Excerpted text:
------------------------

After capture, Barringer went to City Point, Virginia, before going to Fort Delaware Prison in the river of the same name just south of Philadelphia, where he no doubt encountered men from my home of Patrick County, Virginia, in the 50th and 51st Virginia Infantry. Barringer knew Abraham Lincoln before through war his brother, Moreau, who shared a desk with the Illinois Congressman in the U. S. House. Lincoln showing the magnanimous spirit that he was known gave Barringer a letter to Secretary of War Edwin Stanton and after meeting with the Cabinet official was given his choice of prisons, which led him to Fort Delaware.
It is easy to put the viewpoint of today’s world on people from the past. Presentism is not something I agree with as a rule, but in the case of Rufus Barringer, I see a man with vision that if all agreed with him, the United States of America would surely have made progress on the racial front faster with less conflict and cost of many lives for the next hundred years.
In a time when many Southerners wanted to keep the newly freed African-American from having the rights that the 13th, 14th, and 15th Amendments to the United States Constitution provided, Barringer saw it differently. Just like before the war, he supported public works such as railroads, voting rights for free white men and dabbled with the reform of the judiciary. He showed a pattern for not running with the popular crowd even as war loomed when he opposed secession.
U. S. Grant wrote in his Memoirs of Robert E. Lee at Appomattox and the fight to preserve slavery “… a cause, though that cause was, I believe, one of the worst for which a people ever fought, and one for which there was the least excuse. I do not question, however, the sincerity of the great mass of those who were opposed to us…”
Barringer unlike many of his Southern brethren saw the treatment of African-American differently after the end of the War Between the States that was a war between two nations, not a group of competing states. With slavery eradicated, he thought that accepting the freed slaves as citizens as the best approach for moving the now reunited United States forward.

------------------------

Source excerpt:
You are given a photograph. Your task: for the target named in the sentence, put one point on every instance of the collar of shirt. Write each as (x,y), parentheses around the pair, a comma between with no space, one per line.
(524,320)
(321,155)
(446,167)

------------------------

Tasks and exercises:
A. Answer these questions using the text on Rufus Barringer, one answer per line:
(i) To which prison did Barringer go after City Point, Virginia?
(ii) To whom was Lincoln's letter for Barringer addressed?
(iii) What did Barringer oppose as war loomed?
B. Write the next part of the text on Rufus Barringer, carrying on after its final paragraph.

The replies:
A.
(i) Fort Delaware Prison
(ii) Secretary of War Edwin Stanton
(iii) Secession

B.
Barringer switched parties multiple times in his life, a rare act of courage in the postwar South, to become a Republican. His former brother-in-law D. H. Hill (Thomas J. “Stonewall” Jackson was another) called Barringer and James Longstreet, who also became a Republican “lepers in their own community.”
Politics then and now makes strange bedfellows. Hill, a Presbyterian Elder refused to serve Barringer communion saying, “Republicans were not fit to sit at the Lord’s Table.” Today, such a statement might describe the opposing party. History can repeat itself in the strangest of ways.
The fact he had children with a former mulatto slave may have influenced Barringer’s thoughts, as his children would suffer under the oppression of the restored Southern hierarchy. His personal interests led him to support voting rights for the former slaves and a failed run for Lieutenant Governor in 1880 was his ultimate attempt to shape the future of his beloved North Carolina. He left politics living another fifteen years seeing the forces he opposed enforcing Jim Crow laws and keeping the entire race of people down as they had when they fought a war to preserve slavery. He did support Grover Cleveland for President in 1888 becoming a Democrat again and restoring his name somewhat in the eyes of his former compatriots.
Rufus Barringer left a legacy far different from most Confederate Generals as his mixed race sons from his liaison with the slave Roxanna Coleman made an imprint on the “Old North State.” One of his sons Warren Coleman became one of the richest African-Americans in the state owning and operating a textile mill in Concord.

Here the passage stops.